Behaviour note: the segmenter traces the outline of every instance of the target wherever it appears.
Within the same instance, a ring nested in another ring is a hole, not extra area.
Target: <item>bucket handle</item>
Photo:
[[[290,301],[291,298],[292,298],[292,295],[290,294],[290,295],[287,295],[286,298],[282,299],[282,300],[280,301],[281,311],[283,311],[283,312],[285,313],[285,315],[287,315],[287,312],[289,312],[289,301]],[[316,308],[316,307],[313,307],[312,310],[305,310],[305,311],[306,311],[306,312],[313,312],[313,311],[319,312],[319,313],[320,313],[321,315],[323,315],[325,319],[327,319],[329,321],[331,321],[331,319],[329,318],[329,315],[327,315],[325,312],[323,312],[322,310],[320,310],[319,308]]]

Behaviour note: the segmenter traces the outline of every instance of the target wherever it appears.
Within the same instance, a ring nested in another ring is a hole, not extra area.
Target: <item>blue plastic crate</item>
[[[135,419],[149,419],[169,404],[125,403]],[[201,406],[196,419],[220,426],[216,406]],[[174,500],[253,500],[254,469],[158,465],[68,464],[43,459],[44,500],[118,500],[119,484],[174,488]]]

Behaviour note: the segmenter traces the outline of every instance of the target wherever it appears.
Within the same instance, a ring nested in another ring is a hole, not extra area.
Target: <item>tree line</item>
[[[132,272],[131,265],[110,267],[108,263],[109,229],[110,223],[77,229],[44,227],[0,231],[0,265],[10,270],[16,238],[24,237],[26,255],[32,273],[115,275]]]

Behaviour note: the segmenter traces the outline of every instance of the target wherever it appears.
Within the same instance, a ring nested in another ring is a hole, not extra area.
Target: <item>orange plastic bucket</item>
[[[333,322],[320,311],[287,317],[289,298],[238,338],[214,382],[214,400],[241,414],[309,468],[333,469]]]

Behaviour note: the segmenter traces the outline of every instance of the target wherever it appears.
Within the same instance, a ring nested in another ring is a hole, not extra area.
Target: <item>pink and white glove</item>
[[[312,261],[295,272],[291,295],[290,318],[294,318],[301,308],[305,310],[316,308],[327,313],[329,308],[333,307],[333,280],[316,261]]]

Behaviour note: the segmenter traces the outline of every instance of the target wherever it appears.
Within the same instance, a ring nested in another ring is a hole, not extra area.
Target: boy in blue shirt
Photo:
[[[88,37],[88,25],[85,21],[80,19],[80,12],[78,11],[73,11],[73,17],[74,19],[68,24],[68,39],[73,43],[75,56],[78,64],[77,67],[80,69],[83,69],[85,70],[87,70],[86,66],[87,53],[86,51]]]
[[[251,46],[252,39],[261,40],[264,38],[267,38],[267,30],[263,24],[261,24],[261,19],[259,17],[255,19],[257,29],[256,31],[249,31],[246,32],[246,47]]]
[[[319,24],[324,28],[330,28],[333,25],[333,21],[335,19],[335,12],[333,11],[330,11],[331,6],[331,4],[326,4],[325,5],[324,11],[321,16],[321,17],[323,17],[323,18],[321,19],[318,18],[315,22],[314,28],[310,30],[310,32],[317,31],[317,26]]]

================

Write out the entries above word for word.

* **Solution to this exercise**
Behaviour note: the segmenter traces the outline of every instance of the target wherever it appears.
Within the same instance, a ring nested in another ring is a hole, not extra area.
Target: <item>bucket handle</item>
Photo:
[[[290,301],[291,298],[292,298],[292,295],[290,294],[290,295],[287,295],[286,298],[282,299],[282,300],[280,301],[281,311],[283,311],[283,312],[285,313],[285,315],[287,315],[287,312],[289,312],[289,301]],[[316,308],[316,307],[313,307],[312,310],[305,310],[305,311],[306,311],[306,312],[313,312],[313,311],[319,312],[319,313],[320,313],[321,315],[323,315],[325,319],[327,319],[329,321],[331,321],[331,319],[329,318],[329,315],[327,315],[325,312],[323,312],[322,310],[320,310],[319,308]]]

Behaviour note: the segmenter traces the outline of every instance of the target wherever it appears.
Within the same instance, a ring nested in another ring is a hole, not extra area.
Target: <item>blue plastic crate</item>
[[[135,419],[149,419],[169,404],[125,403]],[[201,406],[196,419],[220,426],[216,406]],[[174,500],[253,500],[254,469],[158,465],[68,464],[43,459],[44,500],[118,500],[119,484],[174,488]]]

Behaviour note: the segmenter traces the outline of every instance of the target wherever it appears.
Within the same instance, a ring nested in another ring is a hole, not extra area.
Target: <item>tree line</item>
[[[132,272],[131,265],[110,267],[108,263],[109,229],[110,223],[77,229],[44,227],[0,231],[0,265],[10,270],[16,238],[24,237],[26,255],[32,273],[115,275]]]

Behaviour note: the segmenter traces the outline of every instance of the target wherever it appears.
Within the same instance, a ring nested in another ring is a hole, not extra area.
Target: <item>orange plastic bucket</item>
[[[333,322],[320,311],[287,317],[289,298],[238,338],[214,382],[214,400],[241,414],[309,468],[333,469]]]

Behaviour note: the segmenter traces the outline of every instance of the target wherever it appears.
Within the same instance, a ring nested in another ring is a hole, not extra area.
Target: <item>pink and white glove</item>
[[[312,261],[295,272],[291,295],[290,318],[294,318],[301,308],[305,310],[316,308],[327,313],[329,308],[333,307],[333,280],[316,261]]]

Behaviour note: the segmenter traces the outline of every instance of the target wherever it appears.
Within the same instance, a ring nested in another ring is a hole, not extra area.
Target: boy in blue shirt
Photo:
[[[88,37],[88,25],[85,21],[80,19],[80,12],[78,11],[73,11],[73,17],[74,19],[68,24],[68,39],[73,43],[75,56],[78,64],[77,67],[80,69],[83,69],[85,70],[87,70],[86,66],[87,53],[86,51]]]
[[[251,46],[252,39],[261,40],[264,38],[267,38],[267,30],[263,24],[261,24],[261,19],[259,17],[255,19],[257,29],[256,31],[249,31],[246,32],[246,47]]]
[[[319,24],[324,28],[330,28],[333,25],[333,21],[335,19],[335,12],[333,11],[330,11],[331,6],[331,4],[326,4],[325,5],[324,11],[321,16],[321,17],[323,17],[323,18],[321,19],[318,18],[315,22],[314,28],[310,30],[310,32],[317,31],[317,26]]]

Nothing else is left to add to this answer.